# START OF Quoted text

9. An adjusting device in accordance with claim 1 wherein the
adjusting device comprises a plastic material.
10. An adjusting device in accordance with claim 1 further
comprising a convex spring formed unitarily with the head, the
spring is configured to retain the fastener head against at least
one of the stationary component and the movable component.
11. An adjusting device in accordance with claim 1 wherein at least
a portion of the first thread follows a curved-line path.
12. An adjustment assembly for repositioning a component, said
adjustment assembly comprising: a fastener device comprising a
shank having a head at one end thereof and a distal tip at an
opposite end thereof; a first thread formed on the shank, the first
thread disposed in a helical pattern along the shank; and a
reversing thread formed on the shank, the reversing thread disposed
in a helical pattern along the axial surface of the shank, the
reversing thread helical pattern is formed in a direction that is
opposite to the helical pattern of the first thread; and a
retaining device coupled to the fastener device.

# END OF Quoted text
# START OF Supplied information

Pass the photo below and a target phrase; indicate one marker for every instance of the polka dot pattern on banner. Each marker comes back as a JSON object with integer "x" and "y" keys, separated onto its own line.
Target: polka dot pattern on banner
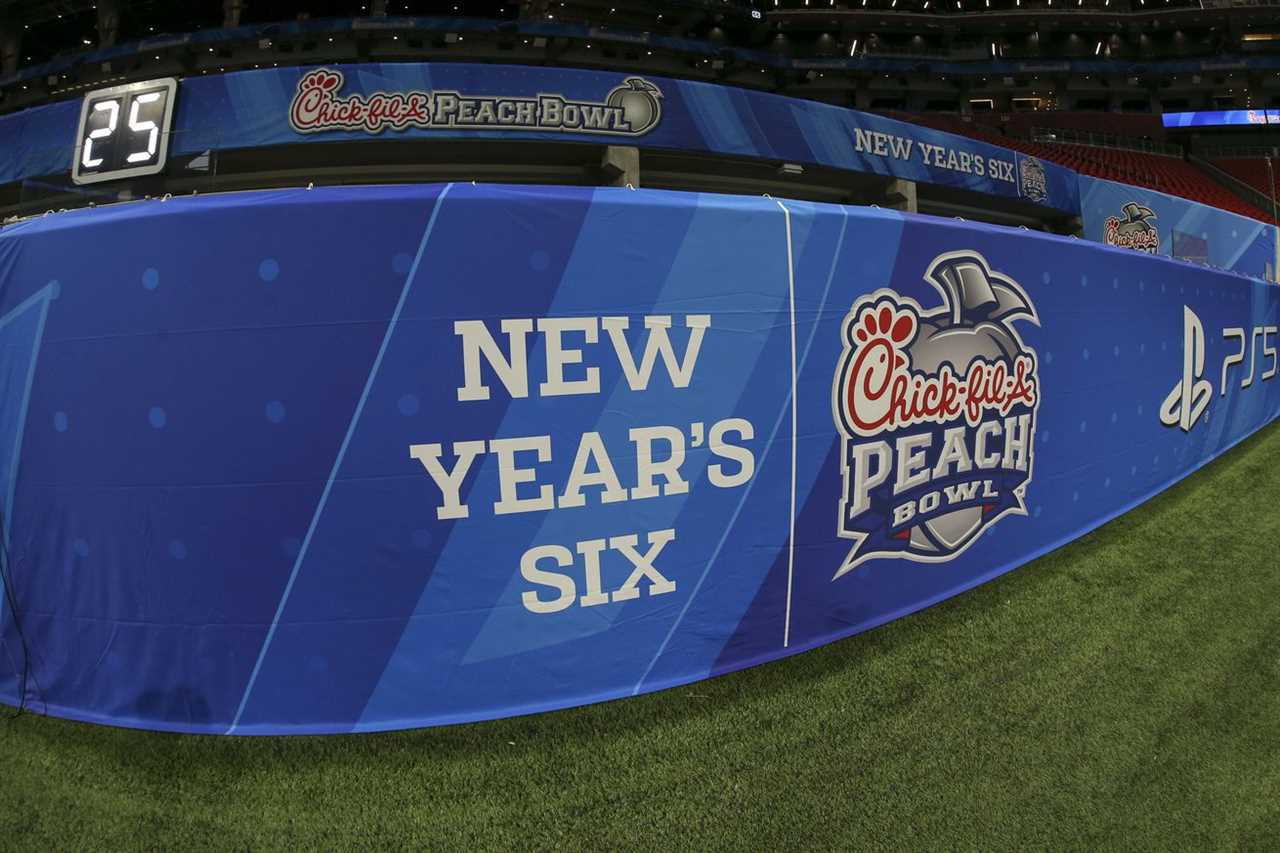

# END OF Supplied information

## Parts of the exercise
A: In the adjusting device claims, what is the convex spring in claim 10 formed unitarily with?
B: Reproduce the stretch of the adjusting device claims from "12. An adjustment" through "the fastener device.".

## Solution set
A: The head.

B:
12. An adjustment assembly for repositioning a component, said
adjustment assembly comprising: a fastener device comprising a
shank having a head at one end thereof and a distal tip at an
opposite end thereof; a first thread formed on the shank, the first
thread disposed in a helical pattern along the shank; and a
reversing thread formed on the shank, the reversing thread disposed
in a helical pattern along the axial surface of the shank, the
reversing thread helical pattern is formed in a direction that is
opposite to the helical pattern of the first thread; and a
retaining device coupled to the fastener device.